> _TEXT_:

------------------------------------------------------------------------

Protest is the extinguisher for the fire in our house.
We have a moral obligation, a right, and a desperate, survival-based need, to use it.
I fell asleep for maybe an hour on that coach on the way home, but I was dreaming for the whole day. I am still dreaming; there is a world of pure imagination in which all of us extinguish the flames, and I know so deeply that it is possible to strive towards this dream, for us to get close to it, that I cannot give it up. I know we can achieve this because I have met and marched with those sleepwalkers all guided by the same vision.
And after listening to a week of talks from our ‘world leaders’ in Glasgow, I know the true power of dreams. The leaders have their own: it is a dream that the world is actually fine, that neoliberalism won’t kill everyone, that they can continue dumping public properties into the private sphere and expecting their state to remain above water. They are sleepwalking towards a cliff edge, and dragging the rest of us along.
I know, of the two kinds of dreamers, which type I’d rather be.
Good COP Bad COP
I titled this blog ‘My COP (Day) Out’ because I wanted to say that’s what it feels like. It felt like a day out, and that feels like a cop-out.
What did I really do that day? I didn’t make headlines. I didn’t make a speech. I didn’t get arrested. I walked along an allocated street, with a group of a hundred thousand other people who wouldn’t have noticed my absence, as part of a march that was escorted along by the police. Is this enough?
What we need is radical, immediate change. Can we achieve that merely through big protest events like that one? Shouldn’t I, given the fierce urgency of now, be doing more?
The answer is yes. I should be. This is an emergency, and no emergency response team can afford to half-arse their rescue operation. It’s the biggest emergency our species has ever faced, and will lead to more suffering than has potentially ever occurred in the history of the entire universe. Given these stakes, I should always be doing more than I am. All of us need to do more. We’re still on course to planetary suicide. We are not doing enough.
We need to get arrested. We need to be seen and heard by the most powerful people in the world, inescapably and all the time. We need to build communities, spread the message, support others in need. We need to listen, and learn, we need to do all of this, and we need to do it with the greatest effort we can manage.
We need to win, because losing is the end.
But as much as I know this effort is what is needed, I know it is an ideal I cannot (and nobody can) live up to. We can never do enough.
All we can do is try.
I don’t really think my COP ‘day out’ was a cop-out. It would’ve been if that was the limit of my climate action. If I’d come home and thought of home as somehow separate from the issues I’d just protested. If I’d come home and thought ‘now I can rest. I’ve done my bit’; then it would’ve been a cop-out.
That’s not what happened, though, and I know it’s not what happened for my fellow activists. Already, there have been protests about the failure of COP26. We will keep going with this fight, and we will win major victories, and we likely will not stop for the rest of our lives.
I urge you to join us. Do what you can, and then do more.
We can’t rely on our leaders to do it for us.

------------------------------------------------------------------------

Stored data:
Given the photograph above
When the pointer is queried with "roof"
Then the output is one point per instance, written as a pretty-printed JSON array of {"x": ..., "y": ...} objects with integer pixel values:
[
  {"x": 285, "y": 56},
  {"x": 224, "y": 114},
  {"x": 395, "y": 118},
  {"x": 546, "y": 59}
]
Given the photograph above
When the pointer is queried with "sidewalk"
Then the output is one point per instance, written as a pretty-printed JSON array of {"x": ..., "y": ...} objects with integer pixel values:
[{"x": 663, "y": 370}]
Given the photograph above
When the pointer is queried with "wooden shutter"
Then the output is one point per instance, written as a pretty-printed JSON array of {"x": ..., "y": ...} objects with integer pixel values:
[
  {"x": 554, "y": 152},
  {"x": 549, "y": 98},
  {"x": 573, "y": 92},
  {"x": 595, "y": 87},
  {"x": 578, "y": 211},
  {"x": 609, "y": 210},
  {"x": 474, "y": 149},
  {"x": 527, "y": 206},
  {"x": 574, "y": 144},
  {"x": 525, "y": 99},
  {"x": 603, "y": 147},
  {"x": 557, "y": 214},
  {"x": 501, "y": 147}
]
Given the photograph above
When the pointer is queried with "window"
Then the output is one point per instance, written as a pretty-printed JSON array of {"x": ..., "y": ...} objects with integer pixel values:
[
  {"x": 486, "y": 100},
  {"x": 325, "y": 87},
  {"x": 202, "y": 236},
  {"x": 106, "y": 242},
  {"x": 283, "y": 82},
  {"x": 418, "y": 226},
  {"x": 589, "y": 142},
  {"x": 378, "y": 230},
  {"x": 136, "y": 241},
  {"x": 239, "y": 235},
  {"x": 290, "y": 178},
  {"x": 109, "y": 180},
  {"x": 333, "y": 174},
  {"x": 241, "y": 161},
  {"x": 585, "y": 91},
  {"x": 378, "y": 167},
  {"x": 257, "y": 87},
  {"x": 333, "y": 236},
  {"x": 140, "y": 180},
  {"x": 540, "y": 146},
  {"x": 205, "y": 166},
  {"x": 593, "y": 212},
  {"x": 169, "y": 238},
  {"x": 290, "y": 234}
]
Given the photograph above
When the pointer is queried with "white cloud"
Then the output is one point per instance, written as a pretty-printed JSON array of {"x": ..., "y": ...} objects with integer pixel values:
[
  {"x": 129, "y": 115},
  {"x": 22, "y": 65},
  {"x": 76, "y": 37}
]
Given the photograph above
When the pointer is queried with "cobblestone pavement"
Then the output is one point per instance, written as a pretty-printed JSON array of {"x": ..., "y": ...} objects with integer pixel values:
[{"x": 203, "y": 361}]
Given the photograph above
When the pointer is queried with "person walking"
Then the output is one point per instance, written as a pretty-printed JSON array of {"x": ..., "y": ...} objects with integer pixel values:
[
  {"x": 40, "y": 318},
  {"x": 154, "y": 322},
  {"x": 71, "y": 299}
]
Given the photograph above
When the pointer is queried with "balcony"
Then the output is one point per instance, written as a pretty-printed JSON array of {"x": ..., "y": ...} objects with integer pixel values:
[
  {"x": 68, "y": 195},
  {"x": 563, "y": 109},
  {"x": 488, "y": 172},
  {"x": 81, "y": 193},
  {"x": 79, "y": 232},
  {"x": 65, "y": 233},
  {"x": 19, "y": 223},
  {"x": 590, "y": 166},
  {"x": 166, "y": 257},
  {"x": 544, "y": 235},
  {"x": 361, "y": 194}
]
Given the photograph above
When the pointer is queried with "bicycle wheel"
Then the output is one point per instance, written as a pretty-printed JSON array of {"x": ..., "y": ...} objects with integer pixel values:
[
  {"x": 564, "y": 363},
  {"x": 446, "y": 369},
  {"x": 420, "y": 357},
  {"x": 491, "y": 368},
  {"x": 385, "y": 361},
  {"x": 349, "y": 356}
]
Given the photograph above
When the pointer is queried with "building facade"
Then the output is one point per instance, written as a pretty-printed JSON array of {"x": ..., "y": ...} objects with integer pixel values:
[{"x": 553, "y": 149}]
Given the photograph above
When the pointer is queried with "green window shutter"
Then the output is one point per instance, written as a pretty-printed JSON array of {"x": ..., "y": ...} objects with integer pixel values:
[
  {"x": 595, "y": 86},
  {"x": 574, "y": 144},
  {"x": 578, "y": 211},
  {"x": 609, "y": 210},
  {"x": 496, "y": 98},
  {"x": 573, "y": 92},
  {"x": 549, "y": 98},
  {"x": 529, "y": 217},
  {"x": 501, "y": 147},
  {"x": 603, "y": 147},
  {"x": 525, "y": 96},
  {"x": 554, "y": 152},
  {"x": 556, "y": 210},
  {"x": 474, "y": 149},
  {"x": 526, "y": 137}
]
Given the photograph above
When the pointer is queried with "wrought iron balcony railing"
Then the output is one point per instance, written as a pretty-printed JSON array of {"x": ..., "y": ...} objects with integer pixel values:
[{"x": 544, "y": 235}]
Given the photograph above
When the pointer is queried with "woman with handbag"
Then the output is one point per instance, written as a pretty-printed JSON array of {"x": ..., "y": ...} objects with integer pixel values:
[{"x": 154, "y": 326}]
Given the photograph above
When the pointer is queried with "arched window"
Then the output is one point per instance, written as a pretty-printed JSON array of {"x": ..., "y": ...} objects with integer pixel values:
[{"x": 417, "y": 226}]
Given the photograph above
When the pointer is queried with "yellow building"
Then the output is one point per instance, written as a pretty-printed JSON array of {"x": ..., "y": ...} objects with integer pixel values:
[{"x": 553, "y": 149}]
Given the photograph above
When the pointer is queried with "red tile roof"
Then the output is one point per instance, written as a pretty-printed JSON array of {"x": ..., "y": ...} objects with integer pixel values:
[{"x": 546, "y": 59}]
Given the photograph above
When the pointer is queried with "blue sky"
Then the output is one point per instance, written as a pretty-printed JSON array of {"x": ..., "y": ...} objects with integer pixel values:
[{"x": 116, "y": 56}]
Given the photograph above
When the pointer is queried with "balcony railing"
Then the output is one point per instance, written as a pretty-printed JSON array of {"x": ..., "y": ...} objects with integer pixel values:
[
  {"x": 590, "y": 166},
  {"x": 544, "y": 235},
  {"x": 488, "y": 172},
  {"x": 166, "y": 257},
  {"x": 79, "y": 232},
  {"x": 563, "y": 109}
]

------------------------------------------------------------------------

> _REQUIRED ACTIONS_:
- A) In the blog post, what is protest described as the extinguisher for?
- B) Quote the passage of the blog post starting at "I know, of the" and ending at "be doing more?".

> _SOLUTIONS TO THE EXERCISE_:
- A) The fire in our house.

- B)
I know, of the two kinds of dreamers, which type I’d rather be.
Good COP Bad COP
I titled this blog ‘My COP (Day) Out’ because I wanted to say that’s what it feels like. It felt like a day out, and that feels like a cop-out.
What did I really do that day? I didn’t make headlines. I didn’t make a speech. I didn’t get arrested. I walked along an allocated street, with a group of a hundred thousand other people who wouldn’t have noticed my absence, as part of a march that was escorted along by the police. Is this enough?
What we need is radical, immediate change. Can we achieve that merely through big protest events like that one? Shouldn’t I, given the fierce urgency of now, be doing more?